··· RECORDS PROVIDED ···

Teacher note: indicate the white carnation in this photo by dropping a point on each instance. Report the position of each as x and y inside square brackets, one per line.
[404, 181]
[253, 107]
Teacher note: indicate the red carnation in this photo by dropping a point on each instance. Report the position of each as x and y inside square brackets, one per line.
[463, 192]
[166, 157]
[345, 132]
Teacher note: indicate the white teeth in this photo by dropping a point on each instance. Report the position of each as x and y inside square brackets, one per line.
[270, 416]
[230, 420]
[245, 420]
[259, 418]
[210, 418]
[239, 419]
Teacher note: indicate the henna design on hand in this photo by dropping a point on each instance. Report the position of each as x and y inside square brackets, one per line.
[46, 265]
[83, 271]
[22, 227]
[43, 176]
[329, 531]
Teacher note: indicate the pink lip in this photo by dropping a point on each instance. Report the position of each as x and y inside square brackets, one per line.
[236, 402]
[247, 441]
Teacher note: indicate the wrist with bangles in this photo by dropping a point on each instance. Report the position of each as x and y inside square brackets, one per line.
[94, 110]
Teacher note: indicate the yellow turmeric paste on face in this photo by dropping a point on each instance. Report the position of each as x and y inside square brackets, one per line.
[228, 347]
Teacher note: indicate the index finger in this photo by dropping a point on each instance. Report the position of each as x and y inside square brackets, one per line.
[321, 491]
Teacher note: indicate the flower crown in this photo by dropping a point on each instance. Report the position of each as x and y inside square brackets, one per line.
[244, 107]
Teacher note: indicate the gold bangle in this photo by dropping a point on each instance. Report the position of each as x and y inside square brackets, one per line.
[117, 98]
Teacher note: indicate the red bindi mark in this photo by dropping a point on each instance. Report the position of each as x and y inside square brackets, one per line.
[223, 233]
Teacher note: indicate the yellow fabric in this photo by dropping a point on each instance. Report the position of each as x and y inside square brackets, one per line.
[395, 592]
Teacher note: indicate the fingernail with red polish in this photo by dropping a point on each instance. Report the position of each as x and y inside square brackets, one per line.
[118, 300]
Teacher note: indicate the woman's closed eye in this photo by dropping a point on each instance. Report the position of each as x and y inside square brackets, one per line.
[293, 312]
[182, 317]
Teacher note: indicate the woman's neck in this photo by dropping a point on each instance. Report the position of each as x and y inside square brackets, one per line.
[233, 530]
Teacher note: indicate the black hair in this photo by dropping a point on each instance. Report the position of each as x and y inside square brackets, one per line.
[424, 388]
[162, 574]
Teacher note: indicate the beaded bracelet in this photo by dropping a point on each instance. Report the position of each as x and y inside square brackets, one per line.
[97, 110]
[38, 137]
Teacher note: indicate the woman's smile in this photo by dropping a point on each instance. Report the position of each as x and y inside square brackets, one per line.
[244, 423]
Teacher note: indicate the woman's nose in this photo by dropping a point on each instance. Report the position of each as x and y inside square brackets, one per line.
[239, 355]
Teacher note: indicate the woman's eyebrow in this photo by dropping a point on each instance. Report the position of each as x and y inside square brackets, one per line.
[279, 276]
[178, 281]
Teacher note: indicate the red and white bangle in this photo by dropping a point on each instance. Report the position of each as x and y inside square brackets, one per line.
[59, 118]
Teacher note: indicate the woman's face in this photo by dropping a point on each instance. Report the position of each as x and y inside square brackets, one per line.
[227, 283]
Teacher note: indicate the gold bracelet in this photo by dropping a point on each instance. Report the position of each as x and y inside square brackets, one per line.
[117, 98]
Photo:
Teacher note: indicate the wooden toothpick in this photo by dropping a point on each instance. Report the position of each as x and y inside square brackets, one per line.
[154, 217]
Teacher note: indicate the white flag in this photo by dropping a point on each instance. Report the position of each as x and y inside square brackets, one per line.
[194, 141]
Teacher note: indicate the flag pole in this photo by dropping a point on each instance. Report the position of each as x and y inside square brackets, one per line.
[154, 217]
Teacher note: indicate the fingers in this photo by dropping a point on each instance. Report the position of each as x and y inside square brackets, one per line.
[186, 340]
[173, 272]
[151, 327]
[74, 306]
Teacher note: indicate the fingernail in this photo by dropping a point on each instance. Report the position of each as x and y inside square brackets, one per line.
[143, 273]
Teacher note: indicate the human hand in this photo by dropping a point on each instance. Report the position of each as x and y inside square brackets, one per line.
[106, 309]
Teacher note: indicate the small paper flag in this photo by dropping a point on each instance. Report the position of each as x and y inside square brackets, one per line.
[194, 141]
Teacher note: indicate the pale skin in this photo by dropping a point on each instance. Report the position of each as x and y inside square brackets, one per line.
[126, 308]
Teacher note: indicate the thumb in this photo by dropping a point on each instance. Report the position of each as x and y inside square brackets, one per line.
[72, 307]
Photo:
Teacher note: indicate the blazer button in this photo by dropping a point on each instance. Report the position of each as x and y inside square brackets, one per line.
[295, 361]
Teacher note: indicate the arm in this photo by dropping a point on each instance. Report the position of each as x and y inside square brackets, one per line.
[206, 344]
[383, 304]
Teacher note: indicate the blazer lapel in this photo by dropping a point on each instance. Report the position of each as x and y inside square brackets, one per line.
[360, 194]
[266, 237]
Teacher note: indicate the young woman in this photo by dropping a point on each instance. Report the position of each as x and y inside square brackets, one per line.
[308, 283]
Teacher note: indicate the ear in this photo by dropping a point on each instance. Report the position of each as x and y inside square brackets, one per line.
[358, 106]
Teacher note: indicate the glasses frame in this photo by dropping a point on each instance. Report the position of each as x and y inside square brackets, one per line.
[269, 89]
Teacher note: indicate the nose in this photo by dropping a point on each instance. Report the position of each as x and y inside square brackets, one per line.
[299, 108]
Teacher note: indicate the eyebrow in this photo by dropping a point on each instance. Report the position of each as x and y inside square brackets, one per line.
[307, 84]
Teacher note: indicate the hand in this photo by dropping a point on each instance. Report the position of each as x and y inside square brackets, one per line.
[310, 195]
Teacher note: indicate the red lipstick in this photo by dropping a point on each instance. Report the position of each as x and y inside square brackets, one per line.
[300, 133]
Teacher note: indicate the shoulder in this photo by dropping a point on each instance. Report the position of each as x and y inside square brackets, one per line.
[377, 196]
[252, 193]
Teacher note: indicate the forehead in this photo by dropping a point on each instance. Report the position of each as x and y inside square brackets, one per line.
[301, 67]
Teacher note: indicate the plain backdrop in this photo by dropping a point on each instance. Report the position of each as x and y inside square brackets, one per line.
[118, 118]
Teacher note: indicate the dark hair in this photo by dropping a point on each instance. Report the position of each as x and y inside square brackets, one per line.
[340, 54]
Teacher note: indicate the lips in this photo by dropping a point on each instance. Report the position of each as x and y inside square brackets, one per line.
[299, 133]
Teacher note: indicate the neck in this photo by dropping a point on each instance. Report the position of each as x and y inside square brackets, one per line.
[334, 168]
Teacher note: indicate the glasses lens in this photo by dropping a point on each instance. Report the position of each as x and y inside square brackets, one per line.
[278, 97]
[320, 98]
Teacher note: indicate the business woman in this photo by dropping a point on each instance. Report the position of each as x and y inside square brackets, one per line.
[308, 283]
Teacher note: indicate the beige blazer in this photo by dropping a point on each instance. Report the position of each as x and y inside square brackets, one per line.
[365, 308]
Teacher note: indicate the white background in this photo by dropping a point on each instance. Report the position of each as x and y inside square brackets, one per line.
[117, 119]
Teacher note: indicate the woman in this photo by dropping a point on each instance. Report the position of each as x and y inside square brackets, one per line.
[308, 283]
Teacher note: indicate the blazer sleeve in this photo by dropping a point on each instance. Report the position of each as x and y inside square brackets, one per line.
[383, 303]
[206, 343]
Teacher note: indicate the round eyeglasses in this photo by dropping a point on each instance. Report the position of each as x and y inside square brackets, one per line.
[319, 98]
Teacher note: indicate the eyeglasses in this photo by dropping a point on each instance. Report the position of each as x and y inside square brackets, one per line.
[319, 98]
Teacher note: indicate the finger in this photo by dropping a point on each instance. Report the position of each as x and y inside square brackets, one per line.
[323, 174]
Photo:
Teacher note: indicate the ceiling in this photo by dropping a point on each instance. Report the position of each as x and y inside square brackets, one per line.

···

JOB: Your task is to write out the lines from the one with "Teacher note: indicate the woman in" through the end of the records, exactly and with nothing added.

FULL SOLUTION:
Teacher note: indicate the woman in this photo by dropping a point on each instance. Report the position of each as x and y inside square brackets, one per line.
[308, 283]
Teacher note: indicate the blazer sleeve in this photo by dropping a point on each instance. Report the position of each as x and y inside square brackets, one per line.
[383, 303]
[206, 343]
Teacher note: indicate the round eyeglasses in this photo by dropping a point on each instance. Report the position of each as x and y inside square brackets, one per line.
[319, 98]
Teacher note: indicate the eyeglasses in this photo by dropping a point on each instance. Report the position of each as x and y inside square brackets, one per line.
[319, 98]
Teacher note: indicate the finger in this photo by dropping a point on each instance. Report the position of each as x and y inside square brackets, one per line.
[323, 174]
Photo:
Teacher note: indicate the ceiling in this photo by dropping a point on each instance. Report the position of each as x and y inside square brackets, one per line.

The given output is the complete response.